CONSIGNES ::
1. Recopiez l'extrait du texte sur l'hypocondrie en commençant à "Par ailleurs, depuis" et en terminant à "via les symptômes.".
2. Prolongez le texte sur l'hypocondrie au-delà de sa dernière phrase.

TEXTE À LIRE ::
* * * * * * *
Par ailleurs, depuis la perspective psychosociale, l’hypocondrie est perçue comme un moyen de communication particulier. Cette perspective soutient que les personnes hypocondriaques ont des déficits communicationnels et s’expriment via les symptômes.

Que doit-on faire si l’on souffre d’hypocondrie ?

Le plus important est de solliciter l’aide d’un psychologue pour gérer l’anxiété, la peur et les pensées négatives. Les recommandations ci-dessous peuvent vous aider dans un premier temps.

  • Prenez conscience du problème : analysez votre expérience et les facteurs qui déclenchent les pensées hypocondriaques
  • Changez le centre de l’attention : apprenez, par exemple, des techniques de méditation pouvant vous aider à être dans le moment présent
  • Évitez de lire constamment des informations au sujet de la pandémie ou de rechercher sur Internet des informations sur les symptômes de la maladie.Faites en sorte que votre vie ne tourne pas autour du problème. Faites de vos pensées positives votre meilleure arme
  • Ne laissez pas les pensées négatives vous dominer
  • Cherchez des explications alternatives pouvant expliquer vos sensations
  • Évitez l’effet “ours blanc”. Tenter d’éviter de penser à un ours blanc renforcera les pensées sur cet ours. C’est la même chose avec les symptômes et les sensations corporelles
  • Ne vous sentez pas coupable
  • Évitez le dramatisme excessif : gardez à l’esprit que ce que vous ressentez sont des sensations somatiques, conséquence d’une émotion négative. Ces sensations dérangent, mais elles ne sont pas dangereuses et elles finiront pas disparaître.
* * * * * * *
Entrées de données ::
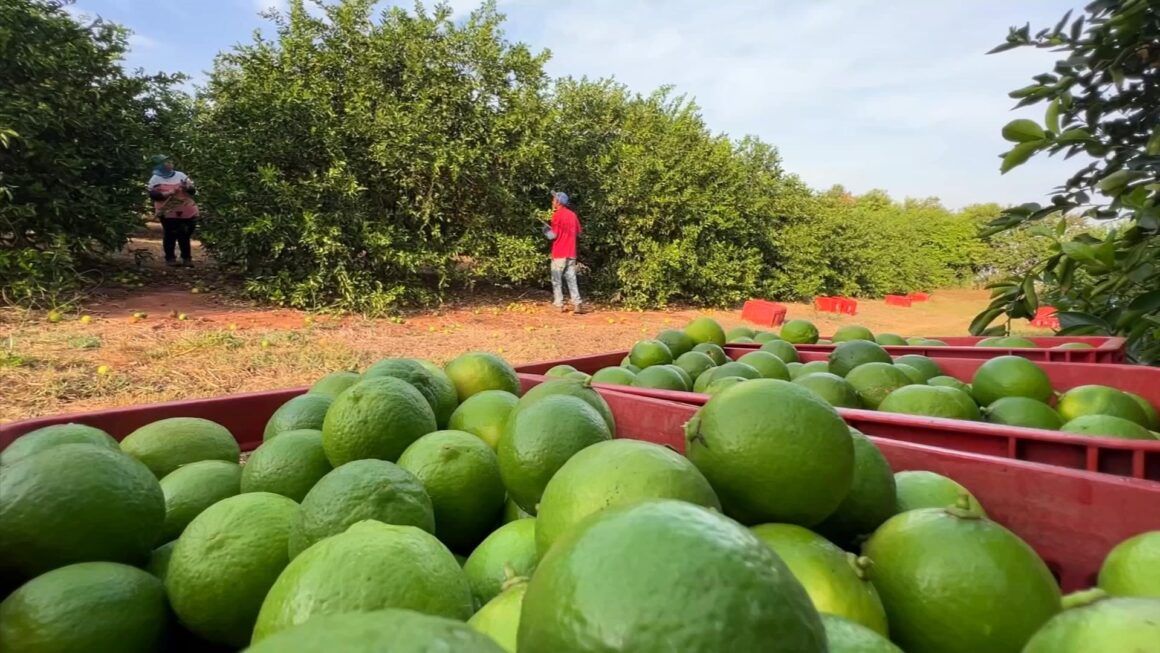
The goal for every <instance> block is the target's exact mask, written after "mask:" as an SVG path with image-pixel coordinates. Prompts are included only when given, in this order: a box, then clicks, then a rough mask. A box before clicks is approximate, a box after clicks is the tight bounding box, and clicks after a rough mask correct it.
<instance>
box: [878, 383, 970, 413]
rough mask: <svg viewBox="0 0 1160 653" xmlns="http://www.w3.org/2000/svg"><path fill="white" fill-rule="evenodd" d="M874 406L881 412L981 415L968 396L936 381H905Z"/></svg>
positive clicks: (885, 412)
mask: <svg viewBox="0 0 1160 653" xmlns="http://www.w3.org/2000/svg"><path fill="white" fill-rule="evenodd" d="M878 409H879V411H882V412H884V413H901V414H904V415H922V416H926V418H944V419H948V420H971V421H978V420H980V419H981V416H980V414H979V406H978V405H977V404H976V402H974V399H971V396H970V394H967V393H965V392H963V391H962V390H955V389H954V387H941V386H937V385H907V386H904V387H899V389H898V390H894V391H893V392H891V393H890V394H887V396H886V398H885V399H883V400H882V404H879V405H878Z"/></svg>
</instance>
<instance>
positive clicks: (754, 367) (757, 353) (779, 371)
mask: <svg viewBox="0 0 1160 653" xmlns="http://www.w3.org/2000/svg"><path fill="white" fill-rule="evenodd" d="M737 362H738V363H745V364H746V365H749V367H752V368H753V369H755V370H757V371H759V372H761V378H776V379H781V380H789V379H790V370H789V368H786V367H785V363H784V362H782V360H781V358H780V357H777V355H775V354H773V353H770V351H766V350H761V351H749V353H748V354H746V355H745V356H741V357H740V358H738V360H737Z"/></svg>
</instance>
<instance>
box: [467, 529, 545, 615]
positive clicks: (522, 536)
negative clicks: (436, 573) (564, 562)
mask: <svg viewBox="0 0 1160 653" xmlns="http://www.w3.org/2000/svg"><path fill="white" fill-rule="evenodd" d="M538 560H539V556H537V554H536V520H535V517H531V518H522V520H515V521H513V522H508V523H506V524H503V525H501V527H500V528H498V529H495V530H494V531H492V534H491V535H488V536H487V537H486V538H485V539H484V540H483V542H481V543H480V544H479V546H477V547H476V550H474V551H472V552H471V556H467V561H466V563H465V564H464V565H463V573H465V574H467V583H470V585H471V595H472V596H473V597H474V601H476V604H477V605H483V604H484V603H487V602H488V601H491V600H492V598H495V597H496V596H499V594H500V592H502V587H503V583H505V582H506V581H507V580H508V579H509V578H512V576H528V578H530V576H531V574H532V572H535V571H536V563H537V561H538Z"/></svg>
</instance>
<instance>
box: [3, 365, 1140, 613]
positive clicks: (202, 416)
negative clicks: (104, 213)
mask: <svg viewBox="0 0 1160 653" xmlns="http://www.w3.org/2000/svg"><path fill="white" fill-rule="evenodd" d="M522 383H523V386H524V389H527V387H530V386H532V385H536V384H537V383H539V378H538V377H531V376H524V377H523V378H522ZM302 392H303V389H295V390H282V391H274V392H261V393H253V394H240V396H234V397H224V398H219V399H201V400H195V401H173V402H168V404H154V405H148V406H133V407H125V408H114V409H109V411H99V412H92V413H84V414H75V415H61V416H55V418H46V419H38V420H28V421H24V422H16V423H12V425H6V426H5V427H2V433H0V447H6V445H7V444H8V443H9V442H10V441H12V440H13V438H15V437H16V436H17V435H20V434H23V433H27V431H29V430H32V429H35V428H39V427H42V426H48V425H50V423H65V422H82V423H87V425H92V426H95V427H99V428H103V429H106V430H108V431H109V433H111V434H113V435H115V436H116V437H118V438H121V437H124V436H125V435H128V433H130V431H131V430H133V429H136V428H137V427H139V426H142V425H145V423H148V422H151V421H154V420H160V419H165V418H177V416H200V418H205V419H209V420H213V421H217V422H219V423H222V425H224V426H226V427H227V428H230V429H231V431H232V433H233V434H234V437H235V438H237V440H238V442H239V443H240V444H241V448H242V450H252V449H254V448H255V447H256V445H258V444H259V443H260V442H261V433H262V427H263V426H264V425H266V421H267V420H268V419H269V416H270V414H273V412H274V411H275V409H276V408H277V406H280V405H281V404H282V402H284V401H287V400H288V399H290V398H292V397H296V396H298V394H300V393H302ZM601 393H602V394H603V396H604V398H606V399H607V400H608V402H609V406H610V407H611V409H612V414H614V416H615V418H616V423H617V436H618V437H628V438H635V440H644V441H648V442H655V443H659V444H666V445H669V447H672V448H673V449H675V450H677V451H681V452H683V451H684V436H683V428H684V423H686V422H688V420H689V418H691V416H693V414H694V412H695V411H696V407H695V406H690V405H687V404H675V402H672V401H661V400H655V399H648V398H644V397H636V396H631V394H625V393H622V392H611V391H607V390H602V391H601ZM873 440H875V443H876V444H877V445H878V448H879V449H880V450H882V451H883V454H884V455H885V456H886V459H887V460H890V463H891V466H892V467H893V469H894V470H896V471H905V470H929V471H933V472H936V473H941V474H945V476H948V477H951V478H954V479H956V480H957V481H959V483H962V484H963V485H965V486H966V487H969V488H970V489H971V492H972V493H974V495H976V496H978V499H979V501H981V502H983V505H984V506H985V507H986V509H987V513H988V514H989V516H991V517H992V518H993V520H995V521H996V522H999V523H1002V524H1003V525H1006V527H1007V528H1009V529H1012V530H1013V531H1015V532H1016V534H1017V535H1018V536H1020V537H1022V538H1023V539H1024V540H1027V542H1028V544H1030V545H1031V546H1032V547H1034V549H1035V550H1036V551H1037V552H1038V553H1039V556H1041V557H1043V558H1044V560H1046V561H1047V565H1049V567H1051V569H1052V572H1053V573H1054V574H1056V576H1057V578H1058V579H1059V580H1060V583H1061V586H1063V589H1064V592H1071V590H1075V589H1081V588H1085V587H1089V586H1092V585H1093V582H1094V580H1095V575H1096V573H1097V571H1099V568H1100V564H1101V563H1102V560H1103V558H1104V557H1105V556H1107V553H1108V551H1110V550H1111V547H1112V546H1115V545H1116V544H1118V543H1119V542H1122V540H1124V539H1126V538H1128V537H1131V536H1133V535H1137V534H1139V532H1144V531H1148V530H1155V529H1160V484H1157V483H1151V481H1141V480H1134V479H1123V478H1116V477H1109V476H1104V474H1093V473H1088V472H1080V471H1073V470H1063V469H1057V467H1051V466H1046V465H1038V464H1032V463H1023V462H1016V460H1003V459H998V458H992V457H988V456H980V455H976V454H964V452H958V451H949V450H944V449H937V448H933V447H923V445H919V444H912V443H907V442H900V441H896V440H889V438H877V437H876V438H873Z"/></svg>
* * * * * * *
RÉPONSES ::
1.
Par ailleurs, depuis la perspective psychosociale, l’hypocondrie est perçue comme un moyen de communication particulier. Cette perspective soutient que les personnes hypocondriaques ont des déficits communicationnels et s’expriment via les symptômes.

2.
  • Valorisez vos avancées : récompensez-vous
Une thérapie psychologique pour traiter l'hypocondrie

Comment peut-on aider quelqu’un qui souffre d’hypocondrie ?

Les points énumérés ci-dessous sont de bonnes recommandations à mettre en pratique :

  • Faites preuve d’empathie, soyez patient et ne portez pas de jugement : tentez de vous mettre à la place de l’autre et imaginez la peur que cette personne peut ressentir à l’idée qu’elle soufre d’une maladie (de la COVID-19, dans le contexte actuel)
  • Encouragez la personne à solliciter l’aide d’un psychologue
  • Ne renforcez pas ses préoccupations hypocondriaques
  • Évitez de surprotéger la personne
  • Si la personne a une consultation médicale à laquelle elle a peur de se rendre et que vous ne pouvez pas l’accompagner en raison de la quarantaine, aidez-là à rester calme
  • Ne cédez pas à son souhait de consulter un médecin juste pour s’assurer que tout va bien. Ou encore d’appeler de nombreuses fois les plateformes téléphoniques consacrées au coronavirus. Céder à ses envies ne fera qu’atténuer son anxiété à court terme, mais le problème se maintiendra à long terme
  • Aidez-la à se centrer sur les pensées positives
  • Encouragez-la à réaliser des activités divertissantes
  • Encouragez-la à être fière de ses petites avancées

En somme…

L’hypocondrie est difficile à gérer, car elle est étroitement liée à des troubles de l’anxiété. Le confinement nous met dans une situation à laquelle nous ne sommes pas du tout habitués et qui favorise l’apparition des symptômes de l’anxiété. Il n’est pas étonnant que la quarantaine et le contexte de pandémie aggravent ces symptômes chez les personnes qui souffrent d’hypocondrie.

Les recommandations citées précédemment peuvent être utiles, mais elles ne résoudront pas le problème. L’idéal est de suivre un traitement spécialisé ou de continuer le traitement déjà en cours une fois la quarantaine terminée.